**WRITTEN INSTRUCTION**
Pull out each line of the records below that contains the word "coral". Treat uppercase and lowercase as different.

**DATA SUPPLIED**
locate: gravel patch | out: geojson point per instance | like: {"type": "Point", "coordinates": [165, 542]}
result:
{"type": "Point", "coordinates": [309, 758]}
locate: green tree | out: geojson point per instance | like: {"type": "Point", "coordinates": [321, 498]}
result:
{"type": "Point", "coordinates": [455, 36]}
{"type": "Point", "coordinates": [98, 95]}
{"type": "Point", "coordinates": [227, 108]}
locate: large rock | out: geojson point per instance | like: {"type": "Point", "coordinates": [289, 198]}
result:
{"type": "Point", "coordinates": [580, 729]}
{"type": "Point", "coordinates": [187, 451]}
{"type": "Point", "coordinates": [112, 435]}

* * *

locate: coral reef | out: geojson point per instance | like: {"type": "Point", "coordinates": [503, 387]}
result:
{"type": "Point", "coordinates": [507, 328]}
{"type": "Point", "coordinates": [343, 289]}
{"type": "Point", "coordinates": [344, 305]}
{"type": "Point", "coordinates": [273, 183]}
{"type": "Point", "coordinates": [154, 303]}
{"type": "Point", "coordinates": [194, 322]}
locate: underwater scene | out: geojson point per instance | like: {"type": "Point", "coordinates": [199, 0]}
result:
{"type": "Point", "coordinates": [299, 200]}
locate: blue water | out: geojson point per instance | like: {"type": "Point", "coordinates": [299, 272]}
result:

--

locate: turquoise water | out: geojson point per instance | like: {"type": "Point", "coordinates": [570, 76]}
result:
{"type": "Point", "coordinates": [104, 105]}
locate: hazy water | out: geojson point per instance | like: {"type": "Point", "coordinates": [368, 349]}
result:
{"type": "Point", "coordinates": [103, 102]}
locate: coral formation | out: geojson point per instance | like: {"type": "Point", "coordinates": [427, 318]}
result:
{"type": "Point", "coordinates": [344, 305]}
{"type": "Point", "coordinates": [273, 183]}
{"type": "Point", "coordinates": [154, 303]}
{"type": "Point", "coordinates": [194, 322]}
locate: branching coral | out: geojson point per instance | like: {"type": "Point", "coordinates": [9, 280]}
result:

**OUTPUT OF THE EXERCISE**
locate: coral reef | out: geojson point per instance | like: {"type": "Point", "coordinates": [503, 387]}
locate: coral formation | out: geojson point per instance | like: {"type": "Point", "coordinates": [427, 318]}
locate: branching coral | out: geojson point per instance | like: {"type": "Point", "coordinates": [9, 280]}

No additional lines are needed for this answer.